[Pointing and labeling entries]
....
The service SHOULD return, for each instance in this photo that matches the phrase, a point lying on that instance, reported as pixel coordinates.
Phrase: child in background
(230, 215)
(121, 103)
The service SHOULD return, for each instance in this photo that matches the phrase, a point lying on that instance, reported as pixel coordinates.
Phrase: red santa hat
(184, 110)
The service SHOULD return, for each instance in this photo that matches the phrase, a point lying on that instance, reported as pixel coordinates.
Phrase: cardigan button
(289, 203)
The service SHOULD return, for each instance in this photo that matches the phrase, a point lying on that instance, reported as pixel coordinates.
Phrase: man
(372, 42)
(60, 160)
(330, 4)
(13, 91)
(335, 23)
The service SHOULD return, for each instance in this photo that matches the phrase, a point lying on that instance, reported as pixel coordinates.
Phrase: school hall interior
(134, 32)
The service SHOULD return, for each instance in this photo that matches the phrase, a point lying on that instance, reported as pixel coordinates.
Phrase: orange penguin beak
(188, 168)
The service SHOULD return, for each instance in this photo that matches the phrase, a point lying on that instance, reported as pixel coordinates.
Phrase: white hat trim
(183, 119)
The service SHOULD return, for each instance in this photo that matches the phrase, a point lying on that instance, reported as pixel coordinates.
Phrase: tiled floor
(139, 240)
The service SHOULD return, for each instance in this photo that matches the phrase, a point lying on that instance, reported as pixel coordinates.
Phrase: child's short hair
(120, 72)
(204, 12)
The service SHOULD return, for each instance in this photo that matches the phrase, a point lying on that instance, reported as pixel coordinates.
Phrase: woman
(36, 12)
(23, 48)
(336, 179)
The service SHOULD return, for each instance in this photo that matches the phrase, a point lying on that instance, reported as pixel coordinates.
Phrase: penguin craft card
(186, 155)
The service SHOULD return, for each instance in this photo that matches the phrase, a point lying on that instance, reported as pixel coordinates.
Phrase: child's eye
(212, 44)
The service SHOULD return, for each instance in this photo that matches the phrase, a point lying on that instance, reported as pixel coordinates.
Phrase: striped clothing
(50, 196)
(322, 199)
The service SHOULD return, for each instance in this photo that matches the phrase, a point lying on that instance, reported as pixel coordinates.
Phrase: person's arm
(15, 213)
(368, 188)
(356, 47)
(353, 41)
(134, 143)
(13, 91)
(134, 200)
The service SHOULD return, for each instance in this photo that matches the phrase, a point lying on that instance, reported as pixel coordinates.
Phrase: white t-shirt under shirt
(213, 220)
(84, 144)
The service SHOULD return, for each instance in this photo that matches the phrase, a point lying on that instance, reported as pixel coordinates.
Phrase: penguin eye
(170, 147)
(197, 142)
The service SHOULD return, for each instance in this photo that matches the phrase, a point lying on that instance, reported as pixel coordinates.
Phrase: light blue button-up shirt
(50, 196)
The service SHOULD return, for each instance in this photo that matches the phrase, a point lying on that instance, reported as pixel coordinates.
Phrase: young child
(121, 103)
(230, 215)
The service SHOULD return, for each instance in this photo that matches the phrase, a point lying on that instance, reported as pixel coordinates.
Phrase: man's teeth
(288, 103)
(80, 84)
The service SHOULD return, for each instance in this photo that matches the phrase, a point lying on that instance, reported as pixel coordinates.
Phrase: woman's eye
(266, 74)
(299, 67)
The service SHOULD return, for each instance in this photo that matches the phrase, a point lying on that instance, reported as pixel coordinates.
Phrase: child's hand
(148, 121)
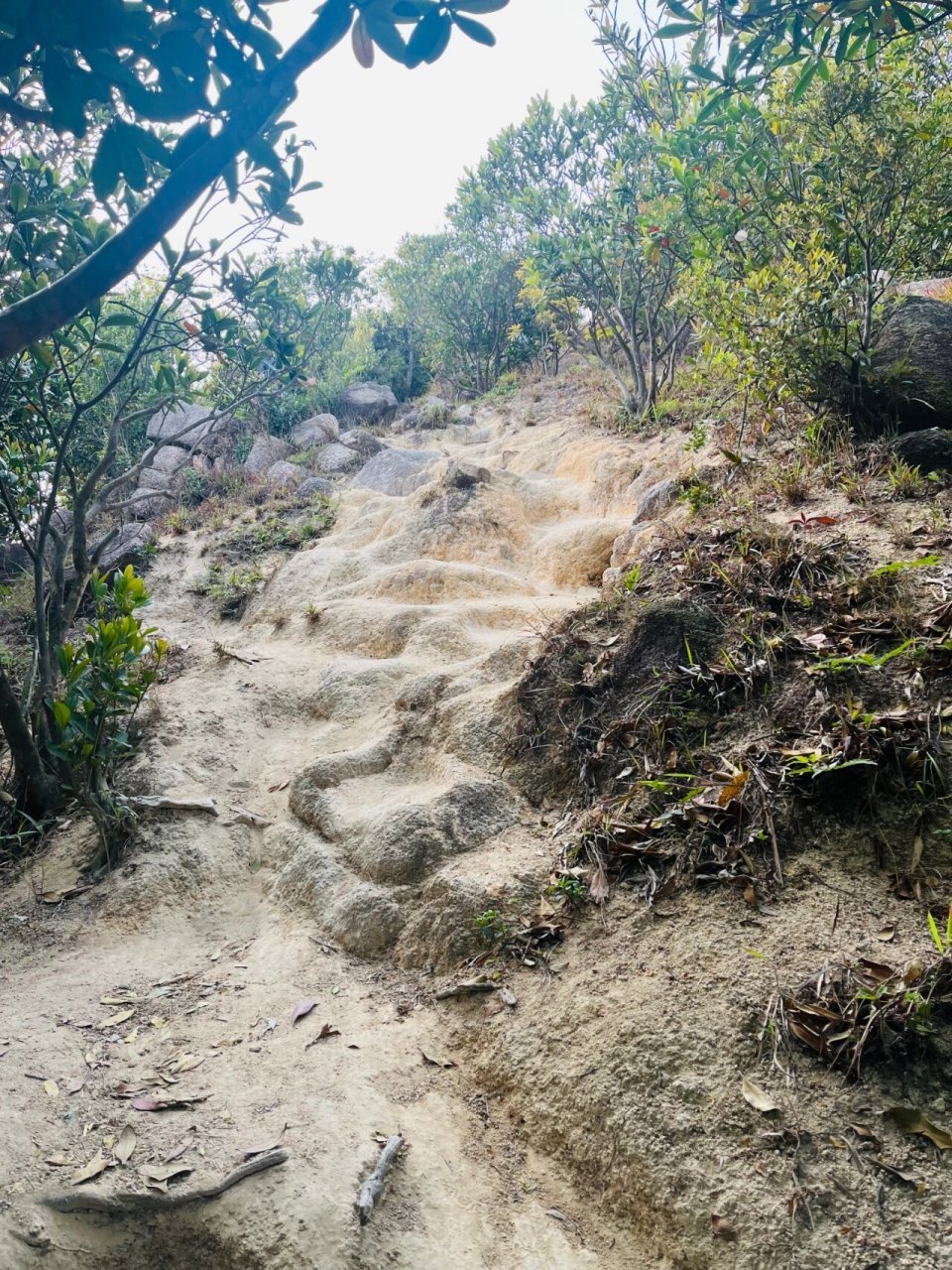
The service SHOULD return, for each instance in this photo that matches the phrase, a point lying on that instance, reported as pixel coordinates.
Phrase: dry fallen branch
(162, 803)
(220, 651)
(134, 1203)
(373, 1188)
....
▶ [SHORT PROBLEM]: Repeat all of the entries word for word, but omit the pictures.

▶ [EXERCISE RESULT]:
The service SHOULD return, for each instance in this photo that matches the phrase, a point lying on that instance, reported as pixel coordinates.
Phrase: child in background
(230, 215)
(121, 103)
The service SHOULD return, for each instance in this photo that matches the phrase, a point lying on that instance, reported as pixel coordinates.
Phrase: red santa hat
(184, 110)
The service SHOULD return, for each instance in this photo that matches the phrase, a point lying on that instance, reported as pixel coordinates.
Phrase: cardigan button
(289, 203)
The service SHOULD return, for each instance in this photo that matches the phrase, a point lying on that instance, reported as pixel coordinates.
Phrase: man
(372, 42)
(60, 160)
(330, 4)
(13, 91)
(335, 23)
The service SHOULD return, for each instance in this photo that matches the phrase, a point lying on that instance, reported as pixel coordinates.
Phrase: school hall interior
(134, 32)
The service SHOULD return, for each instance in this photo that matches the phrase, a point lying on that instance, reported as pixel coordinates.
Phrase: orange penguin beak
(188, 168)
The service SHOULD return, for each instance in this photo that matches the phrase, a point lying on that instance, reported as pixel coordinates.
Phrase: white hat trim
(183, 119)
The service SHOULD return, for each instance in this photo that matches the phrase, a point lying on that instance, reported as pixel coordinates.
Phrase: tiled floor
(139, 240)
The service SHOULD return, for each instance in this photo that matches the phrase, a point lying on that instance, reported as pixel coordinates.
Phrase: child's short hair
(120, 72)
(204, 12)
The service SHOULD return, for each instance in this photo that matches the phrase, a point lying on that instance, reported as pixel coordinates.
Phrase: woman
(36, 12)
(23, 48)
(336, 179)
The service SHOULD return, for each instance in this photo that matches the phrase, a point lying on that instance, reported as pixel coordinates.
Phrase: penguin craft card
(186, 155)
The service SHOULD return, for each instance in this photo that matches the phrase, a point lying on that instance, reported as pixel coordinates.
Phrase: child's eye
(212, 44)
The service SHOULD return, for each instance in this photo that matches the phrase, a point lying on that instance, reported as pixel coordinates.
Phrase: striped clothing
(50, 196)
(322, 199)
The service SHOULD return, for each instance in this photo that matches the phrase, a point lying on that instance, reported as pixel coordinates.
Phrase: person's arm
(15, 213)
(368, 188)
(356, 47)
(353, 41)
(134, 143)
(13, 91)
(134, 200)
The service SHOULD return, for each instance in this photo that matches the phrase, a point lying on that instance, reported as pixel coordinates.
Phrase: white t-shirt under shirt
(213, 220)
(84, 144)
The service SHOULD return, for each instance in this photo that matches the phrase, a point lying on that instance, reported as pixel coordinates.
Phrase: penguin eye
(170, 147)
(197, 142)
The service SHOULD return, for each instance in this photo that matches the phrase, a point lying on that instance, reported as pixel coordinates.
Phrase: light blue button-up shirt
(50, 196)
The service SHOULD return, for each instance in this photo that matches the phrase, a point lying on that instance, reported as pixel coordinates.
Phrase: young child
(121, 103)
(230, 215)
The service SHOULD return, for each instance in this photo that matches the phrase, a point lying on that instance, reported as pixel coordinates.
Phrase: man's teeth
(288, 103)
(80, 84)
The service SHOULD return, for each instance in this photo that matches the phrase, a point lying on that instance, reported as pixel coordinates.
Phrase: woman's eye
(266, 74)
(299, 67)
The service SHOULD return, for each instance in this photo that matches the phrase, a point lying on that instance, reported as pixel coordinates.
Phrase: child's hand
(148, 121)
The service SHOULD return, for each instance in this photo that matches the phrase, a point lying on that instance, reported as pixel coordinates.
Phrase: dry fallen branch
(162, 803)
(220, 651)
(134, 1203)
(373, 1188)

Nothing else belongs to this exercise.